* [Exercise details]:
Go line by line through the data and copy those with the word "hillside".

-------- Provided information

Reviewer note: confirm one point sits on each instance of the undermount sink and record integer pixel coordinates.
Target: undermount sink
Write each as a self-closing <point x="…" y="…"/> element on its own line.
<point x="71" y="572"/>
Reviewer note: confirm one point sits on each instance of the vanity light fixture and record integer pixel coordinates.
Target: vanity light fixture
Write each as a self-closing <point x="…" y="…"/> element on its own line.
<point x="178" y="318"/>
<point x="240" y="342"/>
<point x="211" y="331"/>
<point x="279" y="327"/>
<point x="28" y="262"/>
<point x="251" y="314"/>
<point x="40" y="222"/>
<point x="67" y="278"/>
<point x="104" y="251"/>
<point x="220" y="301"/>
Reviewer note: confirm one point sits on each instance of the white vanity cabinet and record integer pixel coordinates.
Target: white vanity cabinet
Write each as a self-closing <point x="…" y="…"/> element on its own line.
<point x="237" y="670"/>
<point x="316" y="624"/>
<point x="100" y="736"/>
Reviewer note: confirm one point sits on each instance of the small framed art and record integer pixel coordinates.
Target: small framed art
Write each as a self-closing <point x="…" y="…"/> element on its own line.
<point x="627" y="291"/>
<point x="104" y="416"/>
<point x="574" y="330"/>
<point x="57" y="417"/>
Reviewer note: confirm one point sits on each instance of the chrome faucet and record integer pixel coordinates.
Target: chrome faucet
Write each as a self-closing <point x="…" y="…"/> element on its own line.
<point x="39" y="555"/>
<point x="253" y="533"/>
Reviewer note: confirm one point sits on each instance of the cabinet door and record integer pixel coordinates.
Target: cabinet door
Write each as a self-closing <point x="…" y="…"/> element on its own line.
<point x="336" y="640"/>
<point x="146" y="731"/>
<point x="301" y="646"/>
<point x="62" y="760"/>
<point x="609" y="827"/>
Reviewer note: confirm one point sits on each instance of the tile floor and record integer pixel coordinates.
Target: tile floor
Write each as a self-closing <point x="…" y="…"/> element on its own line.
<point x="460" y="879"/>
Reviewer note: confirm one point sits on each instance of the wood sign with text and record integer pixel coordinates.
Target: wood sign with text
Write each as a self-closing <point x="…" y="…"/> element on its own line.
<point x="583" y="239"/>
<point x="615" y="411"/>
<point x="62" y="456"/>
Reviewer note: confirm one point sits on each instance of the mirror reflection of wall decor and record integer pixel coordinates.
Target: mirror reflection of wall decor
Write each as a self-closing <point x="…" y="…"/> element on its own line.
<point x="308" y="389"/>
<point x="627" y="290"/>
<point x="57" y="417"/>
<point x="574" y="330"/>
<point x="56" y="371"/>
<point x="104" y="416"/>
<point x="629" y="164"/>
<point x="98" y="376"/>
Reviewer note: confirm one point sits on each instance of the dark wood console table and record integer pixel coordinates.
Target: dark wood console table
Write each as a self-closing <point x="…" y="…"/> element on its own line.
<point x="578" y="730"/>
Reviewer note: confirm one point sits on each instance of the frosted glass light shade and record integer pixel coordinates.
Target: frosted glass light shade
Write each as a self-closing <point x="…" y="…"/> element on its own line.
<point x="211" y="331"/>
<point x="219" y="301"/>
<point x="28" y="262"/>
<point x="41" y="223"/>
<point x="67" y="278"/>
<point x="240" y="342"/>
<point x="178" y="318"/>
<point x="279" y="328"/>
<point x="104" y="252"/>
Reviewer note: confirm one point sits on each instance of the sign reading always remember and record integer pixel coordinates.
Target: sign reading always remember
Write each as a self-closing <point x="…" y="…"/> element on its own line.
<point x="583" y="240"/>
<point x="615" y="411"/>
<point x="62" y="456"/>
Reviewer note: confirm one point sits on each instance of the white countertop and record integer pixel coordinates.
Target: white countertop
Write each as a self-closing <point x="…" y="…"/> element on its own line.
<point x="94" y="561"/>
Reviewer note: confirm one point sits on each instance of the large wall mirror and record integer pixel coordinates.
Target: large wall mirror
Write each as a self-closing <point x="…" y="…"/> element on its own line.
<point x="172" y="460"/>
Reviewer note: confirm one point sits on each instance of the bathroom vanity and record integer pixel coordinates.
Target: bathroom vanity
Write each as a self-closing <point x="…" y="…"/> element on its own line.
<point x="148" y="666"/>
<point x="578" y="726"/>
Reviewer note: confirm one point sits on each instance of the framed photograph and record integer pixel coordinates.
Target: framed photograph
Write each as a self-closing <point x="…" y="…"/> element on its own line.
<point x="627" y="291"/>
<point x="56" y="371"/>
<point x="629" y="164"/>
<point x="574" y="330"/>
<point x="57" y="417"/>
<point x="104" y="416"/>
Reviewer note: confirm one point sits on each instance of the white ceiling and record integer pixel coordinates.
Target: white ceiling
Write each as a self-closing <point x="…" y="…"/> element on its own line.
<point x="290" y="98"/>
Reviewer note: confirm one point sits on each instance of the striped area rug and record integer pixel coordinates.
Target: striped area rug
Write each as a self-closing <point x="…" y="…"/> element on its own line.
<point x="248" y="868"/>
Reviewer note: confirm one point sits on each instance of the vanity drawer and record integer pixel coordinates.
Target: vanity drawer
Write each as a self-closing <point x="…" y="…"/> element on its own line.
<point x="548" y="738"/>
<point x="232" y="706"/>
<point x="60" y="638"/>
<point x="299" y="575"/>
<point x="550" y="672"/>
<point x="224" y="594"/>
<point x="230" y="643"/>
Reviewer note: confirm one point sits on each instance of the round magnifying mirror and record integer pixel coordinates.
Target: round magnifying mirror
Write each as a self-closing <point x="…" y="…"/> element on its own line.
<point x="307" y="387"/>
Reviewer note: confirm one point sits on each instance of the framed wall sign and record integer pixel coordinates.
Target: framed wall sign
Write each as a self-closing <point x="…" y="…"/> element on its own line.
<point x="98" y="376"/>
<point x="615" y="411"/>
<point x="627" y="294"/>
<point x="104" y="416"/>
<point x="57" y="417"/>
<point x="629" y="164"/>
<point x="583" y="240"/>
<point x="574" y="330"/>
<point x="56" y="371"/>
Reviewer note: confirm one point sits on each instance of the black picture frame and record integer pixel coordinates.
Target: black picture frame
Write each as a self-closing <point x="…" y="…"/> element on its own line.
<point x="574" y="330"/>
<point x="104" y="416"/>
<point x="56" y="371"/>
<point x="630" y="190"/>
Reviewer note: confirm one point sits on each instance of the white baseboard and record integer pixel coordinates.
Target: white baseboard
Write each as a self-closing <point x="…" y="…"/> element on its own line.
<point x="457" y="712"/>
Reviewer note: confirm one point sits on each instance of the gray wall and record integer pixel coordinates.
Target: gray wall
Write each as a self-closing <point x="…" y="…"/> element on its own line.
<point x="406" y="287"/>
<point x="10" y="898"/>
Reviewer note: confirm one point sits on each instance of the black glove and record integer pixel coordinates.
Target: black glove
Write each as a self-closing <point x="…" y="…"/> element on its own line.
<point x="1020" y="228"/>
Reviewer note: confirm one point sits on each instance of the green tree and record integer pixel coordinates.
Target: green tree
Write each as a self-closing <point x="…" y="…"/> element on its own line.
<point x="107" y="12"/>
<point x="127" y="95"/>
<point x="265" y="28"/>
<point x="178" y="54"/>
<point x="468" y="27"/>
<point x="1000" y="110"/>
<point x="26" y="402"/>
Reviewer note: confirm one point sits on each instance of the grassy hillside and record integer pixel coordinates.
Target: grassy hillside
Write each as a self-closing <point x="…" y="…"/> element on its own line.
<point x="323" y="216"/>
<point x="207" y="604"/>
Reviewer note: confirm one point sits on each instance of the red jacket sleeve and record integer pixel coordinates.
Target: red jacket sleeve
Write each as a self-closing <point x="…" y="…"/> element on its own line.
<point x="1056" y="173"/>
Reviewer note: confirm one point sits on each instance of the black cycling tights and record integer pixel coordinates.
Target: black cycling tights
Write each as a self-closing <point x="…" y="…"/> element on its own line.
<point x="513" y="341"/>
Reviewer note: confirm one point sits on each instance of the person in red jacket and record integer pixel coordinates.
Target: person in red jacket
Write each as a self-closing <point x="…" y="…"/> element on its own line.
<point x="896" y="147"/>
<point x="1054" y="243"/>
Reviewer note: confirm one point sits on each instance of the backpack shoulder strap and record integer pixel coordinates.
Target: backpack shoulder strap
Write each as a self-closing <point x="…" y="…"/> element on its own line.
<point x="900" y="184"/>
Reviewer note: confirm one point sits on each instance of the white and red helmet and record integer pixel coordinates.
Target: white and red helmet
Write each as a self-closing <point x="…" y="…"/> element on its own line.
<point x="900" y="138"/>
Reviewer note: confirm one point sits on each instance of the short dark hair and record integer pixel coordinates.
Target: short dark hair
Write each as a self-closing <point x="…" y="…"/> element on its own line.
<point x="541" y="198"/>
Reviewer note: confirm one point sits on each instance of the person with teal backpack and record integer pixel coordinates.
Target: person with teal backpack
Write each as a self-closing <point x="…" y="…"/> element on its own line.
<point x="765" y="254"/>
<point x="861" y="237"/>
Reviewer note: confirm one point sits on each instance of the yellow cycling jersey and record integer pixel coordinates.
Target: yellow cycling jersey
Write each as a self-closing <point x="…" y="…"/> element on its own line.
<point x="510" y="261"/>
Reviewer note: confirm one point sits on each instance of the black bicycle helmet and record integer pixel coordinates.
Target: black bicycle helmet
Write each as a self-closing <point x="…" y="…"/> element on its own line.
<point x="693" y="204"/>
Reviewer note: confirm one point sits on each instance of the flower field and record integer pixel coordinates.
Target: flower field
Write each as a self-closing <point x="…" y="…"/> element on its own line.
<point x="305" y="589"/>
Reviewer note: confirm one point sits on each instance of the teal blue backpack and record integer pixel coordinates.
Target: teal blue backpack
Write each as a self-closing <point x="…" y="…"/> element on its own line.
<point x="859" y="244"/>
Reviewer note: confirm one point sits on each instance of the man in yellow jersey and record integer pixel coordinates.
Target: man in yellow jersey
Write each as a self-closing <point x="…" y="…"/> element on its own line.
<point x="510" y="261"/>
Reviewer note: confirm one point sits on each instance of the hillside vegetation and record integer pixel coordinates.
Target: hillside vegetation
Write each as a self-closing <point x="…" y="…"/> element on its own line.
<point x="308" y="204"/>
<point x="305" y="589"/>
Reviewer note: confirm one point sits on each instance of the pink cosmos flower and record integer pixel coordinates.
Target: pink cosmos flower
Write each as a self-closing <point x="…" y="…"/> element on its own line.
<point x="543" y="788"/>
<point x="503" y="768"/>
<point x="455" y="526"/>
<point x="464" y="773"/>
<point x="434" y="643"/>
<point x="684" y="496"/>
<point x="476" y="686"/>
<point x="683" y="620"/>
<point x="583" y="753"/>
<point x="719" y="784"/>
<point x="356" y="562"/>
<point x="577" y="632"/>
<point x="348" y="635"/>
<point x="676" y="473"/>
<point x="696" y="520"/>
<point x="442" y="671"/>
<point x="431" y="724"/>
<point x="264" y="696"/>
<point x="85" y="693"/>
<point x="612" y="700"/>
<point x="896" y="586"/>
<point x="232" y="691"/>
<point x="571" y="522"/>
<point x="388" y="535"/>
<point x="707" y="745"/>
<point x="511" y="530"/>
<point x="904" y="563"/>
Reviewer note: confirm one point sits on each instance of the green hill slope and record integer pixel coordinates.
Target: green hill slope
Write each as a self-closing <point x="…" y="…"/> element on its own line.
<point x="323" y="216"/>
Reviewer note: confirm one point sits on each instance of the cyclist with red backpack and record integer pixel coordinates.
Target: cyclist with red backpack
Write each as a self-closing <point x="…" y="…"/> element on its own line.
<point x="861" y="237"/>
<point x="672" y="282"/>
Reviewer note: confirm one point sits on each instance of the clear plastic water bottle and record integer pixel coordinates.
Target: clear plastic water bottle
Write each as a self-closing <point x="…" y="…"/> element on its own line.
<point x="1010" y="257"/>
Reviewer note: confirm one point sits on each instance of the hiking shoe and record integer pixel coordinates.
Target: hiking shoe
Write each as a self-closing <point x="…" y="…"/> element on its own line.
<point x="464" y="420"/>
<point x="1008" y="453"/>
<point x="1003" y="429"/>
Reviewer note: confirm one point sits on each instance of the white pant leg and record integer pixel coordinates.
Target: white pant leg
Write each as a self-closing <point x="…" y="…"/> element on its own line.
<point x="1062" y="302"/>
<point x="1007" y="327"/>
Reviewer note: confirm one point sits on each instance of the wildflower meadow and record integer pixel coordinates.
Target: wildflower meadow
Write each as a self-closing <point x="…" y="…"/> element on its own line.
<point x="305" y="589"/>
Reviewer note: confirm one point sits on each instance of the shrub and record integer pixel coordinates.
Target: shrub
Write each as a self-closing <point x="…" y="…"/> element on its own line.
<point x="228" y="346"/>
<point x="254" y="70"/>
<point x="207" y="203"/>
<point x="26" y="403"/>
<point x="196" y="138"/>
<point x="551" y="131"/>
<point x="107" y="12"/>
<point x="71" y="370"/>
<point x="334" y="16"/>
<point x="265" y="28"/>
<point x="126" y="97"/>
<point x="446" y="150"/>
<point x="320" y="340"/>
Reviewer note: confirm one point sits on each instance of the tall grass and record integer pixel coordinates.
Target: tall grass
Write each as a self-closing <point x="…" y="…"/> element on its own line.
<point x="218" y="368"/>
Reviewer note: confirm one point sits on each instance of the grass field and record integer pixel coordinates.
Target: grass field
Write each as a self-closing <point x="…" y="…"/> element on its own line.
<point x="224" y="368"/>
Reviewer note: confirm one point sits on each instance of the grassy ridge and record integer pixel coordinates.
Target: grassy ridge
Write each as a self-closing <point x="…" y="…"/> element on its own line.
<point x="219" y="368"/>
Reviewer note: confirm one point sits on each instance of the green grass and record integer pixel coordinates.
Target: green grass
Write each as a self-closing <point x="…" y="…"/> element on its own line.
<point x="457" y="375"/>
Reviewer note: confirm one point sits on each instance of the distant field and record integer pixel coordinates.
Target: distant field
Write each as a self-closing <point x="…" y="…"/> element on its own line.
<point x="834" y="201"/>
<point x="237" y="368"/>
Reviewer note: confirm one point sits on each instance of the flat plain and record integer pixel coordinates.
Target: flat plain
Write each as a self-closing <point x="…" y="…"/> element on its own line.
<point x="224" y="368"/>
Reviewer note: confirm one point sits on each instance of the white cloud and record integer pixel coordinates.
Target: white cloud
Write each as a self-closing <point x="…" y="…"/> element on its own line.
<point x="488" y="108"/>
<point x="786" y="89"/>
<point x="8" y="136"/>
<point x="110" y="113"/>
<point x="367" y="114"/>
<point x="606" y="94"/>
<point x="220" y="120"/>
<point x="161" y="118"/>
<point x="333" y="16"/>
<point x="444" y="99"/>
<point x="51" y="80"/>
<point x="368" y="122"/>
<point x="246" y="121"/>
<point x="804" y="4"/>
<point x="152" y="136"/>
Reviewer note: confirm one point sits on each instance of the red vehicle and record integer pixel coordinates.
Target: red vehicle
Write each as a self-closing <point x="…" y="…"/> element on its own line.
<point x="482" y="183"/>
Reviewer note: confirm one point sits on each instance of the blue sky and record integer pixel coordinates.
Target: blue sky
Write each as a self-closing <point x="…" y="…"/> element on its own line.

----------------

* [Task output]:
Reviewer note: confirm one point sits on each instance of the grassy hillside and record integer pixel coordinates.
Target: grassy hillside
Reviewer note: confirm one point sits on each instance of the hillside vegetation and record integer pixel coordinates.
Target: hillside vegetation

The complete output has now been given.